■ Task
Return all lines in the data where the string "bench" can be found.

■ Record excerpts
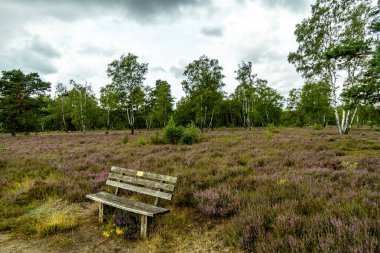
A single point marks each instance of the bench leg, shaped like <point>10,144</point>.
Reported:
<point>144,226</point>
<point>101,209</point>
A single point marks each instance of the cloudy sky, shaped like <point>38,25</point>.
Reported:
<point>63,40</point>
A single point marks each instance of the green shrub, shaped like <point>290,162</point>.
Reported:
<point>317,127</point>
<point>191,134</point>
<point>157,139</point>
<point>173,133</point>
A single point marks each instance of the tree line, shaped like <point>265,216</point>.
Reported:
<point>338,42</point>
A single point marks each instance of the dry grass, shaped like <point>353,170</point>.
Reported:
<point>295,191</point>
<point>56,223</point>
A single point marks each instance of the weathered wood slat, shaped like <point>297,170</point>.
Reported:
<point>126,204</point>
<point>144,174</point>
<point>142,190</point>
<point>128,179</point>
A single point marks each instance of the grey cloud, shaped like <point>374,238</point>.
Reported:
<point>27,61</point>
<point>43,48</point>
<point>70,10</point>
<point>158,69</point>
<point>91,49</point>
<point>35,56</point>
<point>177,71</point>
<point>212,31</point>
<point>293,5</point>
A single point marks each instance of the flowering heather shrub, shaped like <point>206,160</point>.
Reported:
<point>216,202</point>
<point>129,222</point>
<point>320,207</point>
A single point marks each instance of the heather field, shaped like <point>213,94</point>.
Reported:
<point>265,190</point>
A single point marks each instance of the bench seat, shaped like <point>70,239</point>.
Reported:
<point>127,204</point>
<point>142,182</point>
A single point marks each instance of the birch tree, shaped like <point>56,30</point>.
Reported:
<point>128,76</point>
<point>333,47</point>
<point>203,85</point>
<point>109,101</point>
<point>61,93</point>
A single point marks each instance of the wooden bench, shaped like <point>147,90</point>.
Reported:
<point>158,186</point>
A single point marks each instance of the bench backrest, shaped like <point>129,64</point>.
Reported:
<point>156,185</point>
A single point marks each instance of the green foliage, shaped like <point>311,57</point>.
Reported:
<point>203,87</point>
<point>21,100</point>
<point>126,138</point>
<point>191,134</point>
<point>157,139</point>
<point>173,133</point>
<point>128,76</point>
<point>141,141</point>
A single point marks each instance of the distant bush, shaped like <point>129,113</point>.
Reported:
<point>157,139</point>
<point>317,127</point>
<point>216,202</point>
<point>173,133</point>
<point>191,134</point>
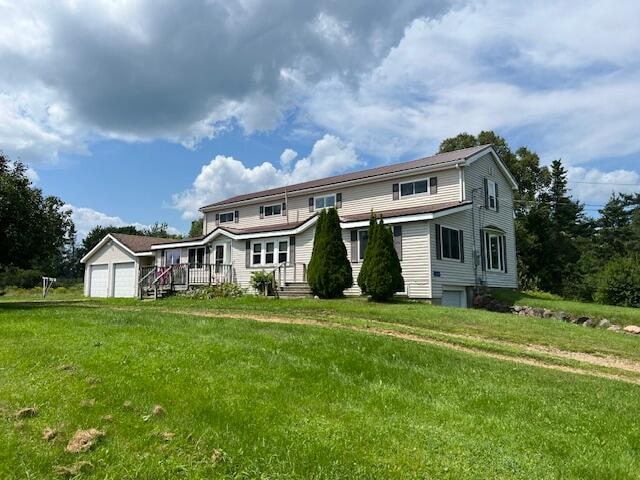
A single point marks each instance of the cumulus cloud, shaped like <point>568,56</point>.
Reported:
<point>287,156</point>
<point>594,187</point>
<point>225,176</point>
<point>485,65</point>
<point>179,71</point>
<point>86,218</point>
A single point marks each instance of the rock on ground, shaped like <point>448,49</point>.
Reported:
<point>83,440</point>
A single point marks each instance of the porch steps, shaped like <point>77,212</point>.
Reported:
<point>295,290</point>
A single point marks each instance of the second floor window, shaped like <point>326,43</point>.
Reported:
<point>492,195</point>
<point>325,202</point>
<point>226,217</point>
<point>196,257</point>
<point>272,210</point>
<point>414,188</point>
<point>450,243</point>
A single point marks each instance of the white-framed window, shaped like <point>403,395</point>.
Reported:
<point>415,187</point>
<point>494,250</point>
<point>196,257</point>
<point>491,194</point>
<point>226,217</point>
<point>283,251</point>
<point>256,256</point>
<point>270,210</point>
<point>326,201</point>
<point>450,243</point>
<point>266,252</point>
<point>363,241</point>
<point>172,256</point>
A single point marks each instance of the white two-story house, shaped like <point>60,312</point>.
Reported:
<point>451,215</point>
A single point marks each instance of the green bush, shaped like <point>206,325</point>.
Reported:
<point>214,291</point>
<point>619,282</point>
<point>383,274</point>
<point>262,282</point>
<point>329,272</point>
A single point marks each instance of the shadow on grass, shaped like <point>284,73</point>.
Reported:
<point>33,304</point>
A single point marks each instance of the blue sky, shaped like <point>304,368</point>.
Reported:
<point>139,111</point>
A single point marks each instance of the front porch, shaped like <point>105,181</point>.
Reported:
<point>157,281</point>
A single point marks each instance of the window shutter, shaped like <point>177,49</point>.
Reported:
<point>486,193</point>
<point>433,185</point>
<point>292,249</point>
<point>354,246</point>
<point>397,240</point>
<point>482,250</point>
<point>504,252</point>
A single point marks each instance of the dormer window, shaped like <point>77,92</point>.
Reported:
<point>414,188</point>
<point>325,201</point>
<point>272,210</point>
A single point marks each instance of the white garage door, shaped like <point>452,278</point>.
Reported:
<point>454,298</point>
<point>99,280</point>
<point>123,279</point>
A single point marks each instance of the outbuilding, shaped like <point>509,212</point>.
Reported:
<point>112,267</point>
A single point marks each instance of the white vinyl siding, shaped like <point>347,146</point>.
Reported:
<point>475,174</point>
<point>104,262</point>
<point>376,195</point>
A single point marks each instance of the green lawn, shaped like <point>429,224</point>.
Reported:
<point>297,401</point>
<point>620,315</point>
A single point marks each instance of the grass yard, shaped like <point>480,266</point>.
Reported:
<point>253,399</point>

■ Expected answer
A single point marks each instance of the bench leg, shaped like <point>10,144</point>.
A single point marks each instance of the bench seat, shaped like <point>70,239</point>.
A single point marks each instance of the wooden bench, shaped like <point>147,90</point>.
A single point marks each instance of the bench backrest, shaped like <point>129,64</point>.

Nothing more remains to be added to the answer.